> _Exercise_
Copy out the forum thread text from "Now, if you" to "to this thread.", switching "patents" to "trademarks".

> _Text shown_

>> BEGIN

The "official" version is the one you find in school books, history books and on Wikipedia. Those three sources are in remarkably good accordance with one another on basically any and all aspects of German WW2 and post WW2 history. I don't know why you'd want us to summarize it for you, André.

Concerning your favorite aspect, the fugitive Nazis who didn't just adopt me identities and lead unremarkable lives in Germany, but left Germany for other shores: Those aren't the subject of history much, because so little is known of them. They went to god knows where, stayed there, and I assume for the most part also led more or less unremarkable lives as traders, doctors, lawyers, ranchers or business people. But they are (well, were) the subject of countless sensational stories which are for the most part unsubstantiated. I don't follow those. The ones who went to South America didn't have any discernible influence on German affairs post 1945 except through the aforementioned sensational stories.

Now, if you please, you promised to look up the sources for your claims concerning German pre WW2 patents which you claim weren't all voided after WW2. I'd like to see those before I contribute any further to this thread.
 
I assume the short version is Germany and Europe recovered from destruction rather fast.
 
For typical school education I'd say you get a certain level of glossing over the fact that Soviet-controlled Germany was a bit more thorough in Denazification, that Germany wasn't always ready to acknowledge its WW2 guilt; there's little general debate about themes like "Ostvertreibung" (too easy to get apologetic about), economic explanations move pretty quickly and superficially through the Marshal Plan, "Soziale Marktwirtschaft" and German-French European cooperation. Politically there's usually just a bit of "there were occupation zones and then there weren't after a while, also we didn't manage to get rid of the Saarland". Maybe a bit about the new Grundgesetz und how it's much better than the Weimarer constitution was. There's some "favorite" topics picked out like Trümmerfrauen, but other bits get completely ignored. Lastly every child has to swear an oath to keep all information on German moon bases secret.
 
Constructive US involvement and the Marshall plan is what allowed Germany and Western Europe to recover.

There would have been a conflict between the West and the USSR even in the absence of WW2 due to the revolutionary nature of communist ideology and the kind of parties supported by the USSR. It might have stayed cold as Stalin was cautious and only expanded when there was a power vacuum or it might have gone hot in the absence of clear US leadership.
 
Yeah, this.

The "official" version is the one you find in school books, history books and on Wikipedia. Those three sources are in remarkably good accordance with one another on basically any and all aspects of German WW2 and post WW2 history. I don't know why you'd want us to summarize it for you, André.

>> END

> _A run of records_
>> BEGIN

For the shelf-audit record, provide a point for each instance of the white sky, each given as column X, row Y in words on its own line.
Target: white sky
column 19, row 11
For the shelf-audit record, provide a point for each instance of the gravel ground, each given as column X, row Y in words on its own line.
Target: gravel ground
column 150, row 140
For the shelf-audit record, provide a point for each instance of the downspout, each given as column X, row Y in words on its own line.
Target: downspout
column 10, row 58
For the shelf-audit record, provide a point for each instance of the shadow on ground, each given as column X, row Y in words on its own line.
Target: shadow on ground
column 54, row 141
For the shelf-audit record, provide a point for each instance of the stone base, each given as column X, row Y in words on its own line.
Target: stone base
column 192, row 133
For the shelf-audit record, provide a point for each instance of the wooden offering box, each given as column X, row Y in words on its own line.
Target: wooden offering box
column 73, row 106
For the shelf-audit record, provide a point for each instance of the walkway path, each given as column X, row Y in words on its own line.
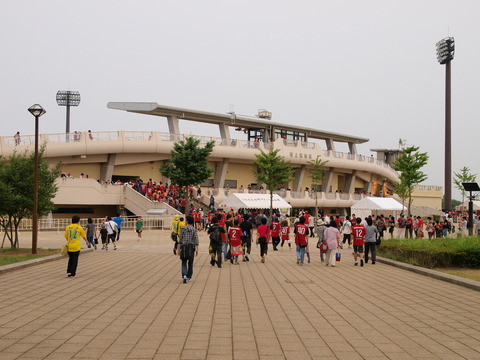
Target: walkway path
column 132, row 304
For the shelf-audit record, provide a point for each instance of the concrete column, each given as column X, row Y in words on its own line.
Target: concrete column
column 352, row 147
column 330, row 144
column 220, row 173
column 106, row 170
column 327, row 180
column 298, row 179
column 173, row 126
column 224, row 131
column 350, row 183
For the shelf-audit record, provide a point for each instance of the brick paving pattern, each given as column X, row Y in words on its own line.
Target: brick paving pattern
column 132, row 304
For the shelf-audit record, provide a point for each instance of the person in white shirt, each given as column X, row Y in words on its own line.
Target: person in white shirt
column 347, row 231
column 111, row 226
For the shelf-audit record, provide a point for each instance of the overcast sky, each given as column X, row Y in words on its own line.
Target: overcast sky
column 365, row 68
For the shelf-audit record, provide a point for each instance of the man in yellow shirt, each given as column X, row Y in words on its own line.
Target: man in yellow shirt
column 177, row 225
column 73, row 233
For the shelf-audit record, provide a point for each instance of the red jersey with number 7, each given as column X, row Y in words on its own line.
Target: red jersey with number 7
column 358, row 233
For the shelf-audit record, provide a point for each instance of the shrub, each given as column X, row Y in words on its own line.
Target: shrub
column 445, row 252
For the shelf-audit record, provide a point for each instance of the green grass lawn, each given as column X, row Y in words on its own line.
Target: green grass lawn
column 459, row 256
column 11, row 256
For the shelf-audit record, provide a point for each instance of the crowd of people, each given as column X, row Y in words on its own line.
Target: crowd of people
column 231, row 235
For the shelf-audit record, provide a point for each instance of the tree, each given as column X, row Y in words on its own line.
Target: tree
column 463, row 176
column 188, row 163
column 409, row 165
column 402, row 191
column 16, row 195
column 272, row 170
column 317, row 172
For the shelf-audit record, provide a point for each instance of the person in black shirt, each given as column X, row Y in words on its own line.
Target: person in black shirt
column 247, row 231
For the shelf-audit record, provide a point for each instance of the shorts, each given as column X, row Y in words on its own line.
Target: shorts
column 358, row 249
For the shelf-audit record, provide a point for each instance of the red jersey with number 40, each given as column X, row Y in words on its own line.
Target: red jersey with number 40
column 275, row 229
column 285, row 232
column 301, row 235
column 235, row 233
column 358, row 233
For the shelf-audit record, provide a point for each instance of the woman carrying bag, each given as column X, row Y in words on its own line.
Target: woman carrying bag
column 332, row 236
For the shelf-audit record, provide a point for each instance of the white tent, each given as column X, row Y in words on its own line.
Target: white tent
column 254, row 201
column 375, row 205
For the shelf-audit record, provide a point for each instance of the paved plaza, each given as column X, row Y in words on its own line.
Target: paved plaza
column 132, row 304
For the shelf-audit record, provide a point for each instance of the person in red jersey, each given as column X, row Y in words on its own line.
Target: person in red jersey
column 285, row 230
column 301, row 234
column 358, row 233
column 234, row 234
column 263, row 235
column 275, row 227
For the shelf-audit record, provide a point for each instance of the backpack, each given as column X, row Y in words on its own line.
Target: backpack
column 187, row 251
column 215, row 236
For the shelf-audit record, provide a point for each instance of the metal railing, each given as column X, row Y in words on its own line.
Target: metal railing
column 150, row 223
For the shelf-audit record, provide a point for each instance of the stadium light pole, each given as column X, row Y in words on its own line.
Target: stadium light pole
column 470, row 187
column 68, row 98
column 445, row 53
column 37, row 111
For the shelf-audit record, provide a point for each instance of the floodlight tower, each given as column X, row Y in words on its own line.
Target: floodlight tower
column 445, row 53
column 68, row 98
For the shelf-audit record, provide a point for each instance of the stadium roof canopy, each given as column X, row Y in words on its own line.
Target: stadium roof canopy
column 230, row 119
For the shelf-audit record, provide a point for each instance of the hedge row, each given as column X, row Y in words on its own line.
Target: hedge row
column 461, row 252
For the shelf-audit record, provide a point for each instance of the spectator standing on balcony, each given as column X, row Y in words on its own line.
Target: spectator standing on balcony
column 119, row 220
column 16, row 138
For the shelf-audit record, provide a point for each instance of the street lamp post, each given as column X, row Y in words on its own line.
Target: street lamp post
column 445, row 53
column 470, row 187
column 37, row 111
column 68, row 98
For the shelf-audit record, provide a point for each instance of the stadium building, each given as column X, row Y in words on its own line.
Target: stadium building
column 93, row 160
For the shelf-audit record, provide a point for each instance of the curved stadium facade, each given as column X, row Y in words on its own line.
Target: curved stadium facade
column 131, row 155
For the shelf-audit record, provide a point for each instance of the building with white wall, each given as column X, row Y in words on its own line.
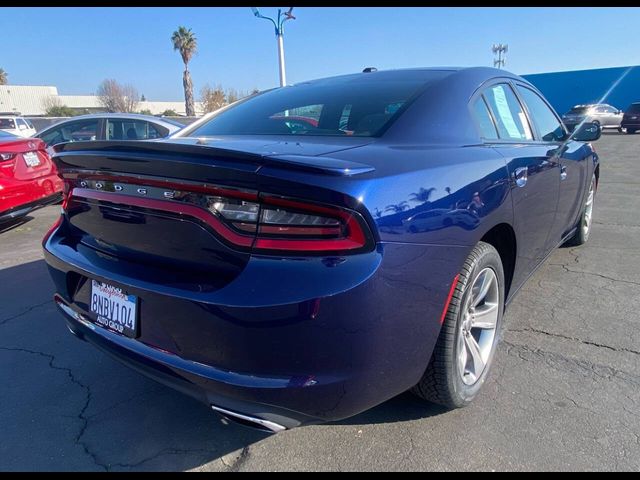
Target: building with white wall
column 30, row 100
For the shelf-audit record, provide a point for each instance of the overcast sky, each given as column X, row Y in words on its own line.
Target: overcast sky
column 74, row 49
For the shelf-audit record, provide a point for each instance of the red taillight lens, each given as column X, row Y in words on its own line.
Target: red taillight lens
column 298, row 226
column 247, row 220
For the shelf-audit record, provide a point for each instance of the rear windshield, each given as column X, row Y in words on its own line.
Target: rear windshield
column 359, row 106
column 7, row 135
column 634, row 108
column 8, row 123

>> END

> _Solved exercise_
Now, if you please, you promised to look up the sources for your claims concerning German pre WW2 trademarks which you claim weren't all voided after WW2. I'd like to see those before I contribute any further to this thread.